— DATA SECTION —
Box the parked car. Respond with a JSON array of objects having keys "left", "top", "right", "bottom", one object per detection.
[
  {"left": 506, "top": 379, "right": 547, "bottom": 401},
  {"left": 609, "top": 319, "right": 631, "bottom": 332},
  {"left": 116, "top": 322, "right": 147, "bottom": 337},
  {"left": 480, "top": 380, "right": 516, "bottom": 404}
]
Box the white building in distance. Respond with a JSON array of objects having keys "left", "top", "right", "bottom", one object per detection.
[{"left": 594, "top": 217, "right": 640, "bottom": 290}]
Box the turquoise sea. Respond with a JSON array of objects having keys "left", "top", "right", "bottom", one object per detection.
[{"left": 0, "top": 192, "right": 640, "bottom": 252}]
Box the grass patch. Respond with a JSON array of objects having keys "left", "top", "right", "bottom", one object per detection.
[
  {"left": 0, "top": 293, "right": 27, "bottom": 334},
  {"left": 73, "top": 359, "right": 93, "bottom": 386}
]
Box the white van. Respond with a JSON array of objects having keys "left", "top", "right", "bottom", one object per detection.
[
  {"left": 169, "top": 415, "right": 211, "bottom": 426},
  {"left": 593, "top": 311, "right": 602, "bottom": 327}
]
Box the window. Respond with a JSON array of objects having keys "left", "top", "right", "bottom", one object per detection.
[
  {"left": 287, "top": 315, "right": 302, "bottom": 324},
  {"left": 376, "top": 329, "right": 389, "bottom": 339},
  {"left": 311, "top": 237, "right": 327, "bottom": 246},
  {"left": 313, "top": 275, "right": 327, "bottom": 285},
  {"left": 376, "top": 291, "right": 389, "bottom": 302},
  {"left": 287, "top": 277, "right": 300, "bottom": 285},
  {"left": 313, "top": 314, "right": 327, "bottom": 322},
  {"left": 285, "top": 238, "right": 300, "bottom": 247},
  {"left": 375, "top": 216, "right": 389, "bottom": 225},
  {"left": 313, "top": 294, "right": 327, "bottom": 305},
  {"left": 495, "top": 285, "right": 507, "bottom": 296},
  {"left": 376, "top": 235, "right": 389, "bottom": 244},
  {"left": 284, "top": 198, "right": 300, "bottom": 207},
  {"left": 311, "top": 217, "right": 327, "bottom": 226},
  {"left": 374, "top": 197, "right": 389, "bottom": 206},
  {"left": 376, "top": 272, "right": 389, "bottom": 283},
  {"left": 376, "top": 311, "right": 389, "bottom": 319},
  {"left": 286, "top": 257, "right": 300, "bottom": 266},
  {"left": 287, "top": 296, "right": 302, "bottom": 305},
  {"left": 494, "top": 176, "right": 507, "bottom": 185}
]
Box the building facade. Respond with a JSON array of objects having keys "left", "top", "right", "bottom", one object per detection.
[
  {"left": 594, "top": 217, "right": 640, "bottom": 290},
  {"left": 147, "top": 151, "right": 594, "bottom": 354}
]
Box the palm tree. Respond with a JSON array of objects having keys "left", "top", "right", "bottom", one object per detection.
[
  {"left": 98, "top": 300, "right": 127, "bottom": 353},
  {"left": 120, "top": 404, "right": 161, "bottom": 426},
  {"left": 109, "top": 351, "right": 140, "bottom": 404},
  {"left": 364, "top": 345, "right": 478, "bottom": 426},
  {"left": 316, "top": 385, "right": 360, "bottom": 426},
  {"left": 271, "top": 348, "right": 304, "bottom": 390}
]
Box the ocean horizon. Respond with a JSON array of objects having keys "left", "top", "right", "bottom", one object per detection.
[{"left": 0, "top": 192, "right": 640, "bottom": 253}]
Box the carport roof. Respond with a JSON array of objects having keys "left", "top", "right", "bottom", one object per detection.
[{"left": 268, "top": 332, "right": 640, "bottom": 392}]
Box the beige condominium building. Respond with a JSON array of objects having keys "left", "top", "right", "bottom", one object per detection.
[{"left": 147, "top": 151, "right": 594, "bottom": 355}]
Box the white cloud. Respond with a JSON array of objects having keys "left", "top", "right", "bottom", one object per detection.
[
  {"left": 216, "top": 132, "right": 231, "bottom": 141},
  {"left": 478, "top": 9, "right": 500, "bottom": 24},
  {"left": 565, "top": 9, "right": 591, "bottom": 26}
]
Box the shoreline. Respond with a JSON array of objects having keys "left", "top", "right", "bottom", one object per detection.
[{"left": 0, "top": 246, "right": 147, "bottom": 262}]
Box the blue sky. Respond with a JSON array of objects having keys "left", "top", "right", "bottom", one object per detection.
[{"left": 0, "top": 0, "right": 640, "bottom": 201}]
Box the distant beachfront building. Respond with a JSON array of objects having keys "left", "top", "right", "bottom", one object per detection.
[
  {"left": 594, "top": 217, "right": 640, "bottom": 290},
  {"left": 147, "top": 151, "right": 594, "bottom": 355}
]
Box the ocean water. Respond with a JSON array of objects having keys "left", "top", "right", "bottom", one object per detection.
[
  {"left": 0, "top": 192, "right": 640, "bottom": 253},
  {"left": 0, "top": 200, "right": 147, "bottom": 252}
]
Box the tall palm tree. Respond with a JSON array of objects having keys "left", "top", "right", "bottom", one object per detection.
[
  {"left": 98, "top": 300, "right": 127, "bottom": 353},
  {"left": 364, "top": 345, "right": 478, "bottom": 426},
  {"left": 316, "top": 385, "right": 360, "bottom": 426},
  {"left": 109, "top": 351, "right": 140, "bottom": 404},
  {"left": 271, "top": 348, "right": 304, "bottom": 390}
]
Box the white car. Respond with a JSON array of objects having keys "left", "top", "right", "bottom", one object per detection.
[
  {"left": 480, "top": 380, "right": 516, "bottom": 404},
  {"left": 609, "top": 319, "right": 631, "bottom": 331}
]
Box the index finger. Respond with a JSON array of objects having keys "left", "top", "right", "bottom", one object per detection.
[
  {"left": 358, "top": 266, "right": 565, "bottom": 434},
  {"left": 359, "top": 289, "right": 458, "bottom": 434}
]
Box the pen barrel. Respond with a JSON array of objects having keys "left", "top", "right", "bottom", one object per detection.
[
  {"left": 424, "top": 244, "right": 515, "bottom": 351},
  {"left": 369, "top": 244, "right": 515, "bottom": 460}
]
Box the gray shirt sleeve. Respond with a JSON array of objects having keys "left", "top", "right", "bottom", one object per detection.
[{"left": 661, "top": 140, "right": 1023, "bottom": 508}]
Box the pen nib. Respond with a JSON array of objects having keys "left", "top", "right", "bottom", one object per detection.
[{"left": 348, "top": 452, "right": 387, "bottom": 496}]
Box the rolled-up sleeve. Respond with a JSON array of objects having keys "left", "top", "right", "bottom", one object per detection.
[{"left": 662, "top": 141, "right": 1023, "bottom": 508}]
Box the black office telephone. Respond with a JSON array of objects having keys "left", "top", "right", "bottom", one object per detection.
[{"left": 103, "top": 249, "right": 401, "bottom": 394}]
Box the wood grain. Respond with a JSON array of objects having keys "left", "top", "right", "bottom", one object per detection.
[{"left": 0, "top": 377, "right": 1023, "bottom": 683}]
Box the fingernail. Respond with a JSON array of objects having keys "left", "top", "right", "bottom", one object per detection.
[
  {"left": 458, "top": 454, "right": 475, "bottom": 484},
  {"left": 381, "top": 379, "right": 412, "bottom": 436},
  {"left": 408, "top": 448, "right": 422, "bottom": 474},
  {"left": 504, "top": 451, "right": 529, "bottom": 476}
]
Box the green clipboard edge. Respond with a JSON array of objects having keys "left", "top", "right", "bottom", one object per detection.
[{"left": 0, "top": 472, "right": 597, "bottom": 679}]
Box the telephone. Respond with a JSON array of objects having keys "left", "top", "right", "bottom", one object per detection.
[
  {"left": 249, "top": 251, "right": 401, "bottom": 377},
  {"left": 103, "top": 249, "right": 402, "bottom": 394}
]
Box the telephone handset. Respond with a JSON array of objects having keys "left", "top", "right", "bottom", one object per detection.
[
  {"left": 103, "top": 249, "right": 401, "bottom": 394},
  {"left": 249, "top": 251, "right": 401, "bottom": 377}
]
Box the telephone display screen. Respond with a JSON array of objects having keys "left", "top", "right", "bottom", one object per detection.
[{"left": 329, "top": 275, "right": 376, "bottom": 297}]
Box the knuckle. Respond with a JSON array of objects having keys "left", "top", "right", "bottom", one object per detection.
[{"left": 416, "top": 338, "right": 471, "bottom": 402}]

— EXERCISE PROMPT —
Quote exactly and only the lines from the one holding "Box the green" through the end of the data.

— RESPONSE BELOW —
Box the green clipboard edge. Respond with a JSON array of objects having keys "left", "top", "right", "bottom", one object per detection.
[{"left": 0, "top": 472, "right": 597, "bottom": 679}]
Box the telephone. Respond with a JSON array of objects having keys "left", "top", "right", "bottom", one object per detection.
[
  {"left": 249, "top": 251, "right": 401, "bottom": 377},
  {"left": 103, "top": 249, "right": 402, "bottom": 394}
]
Box the telephone handset. Respond with a JSON array of objects having keys "left", "top", "right", "bottom", one object per detection.
[
  {"left": 103, "top": 249, "right": 401, "bottom": 394},
  {"left": 249, "top": 251, "right": 401, "bottom": 377}
]
Box the telephone display screen. Respond with a JSON array of objects having keys "left", "top", "right", "bottom", one object per detection.
[{"left": 329, "top": 275, "right": 376, "bottom": 297}]
Box the knuckle. Respond with a JSON array of objects having keys "left", "top", "right", "bottom", one object per detection.
[{"left": 416, "top": 338, "right": 471, "bottom": 402}]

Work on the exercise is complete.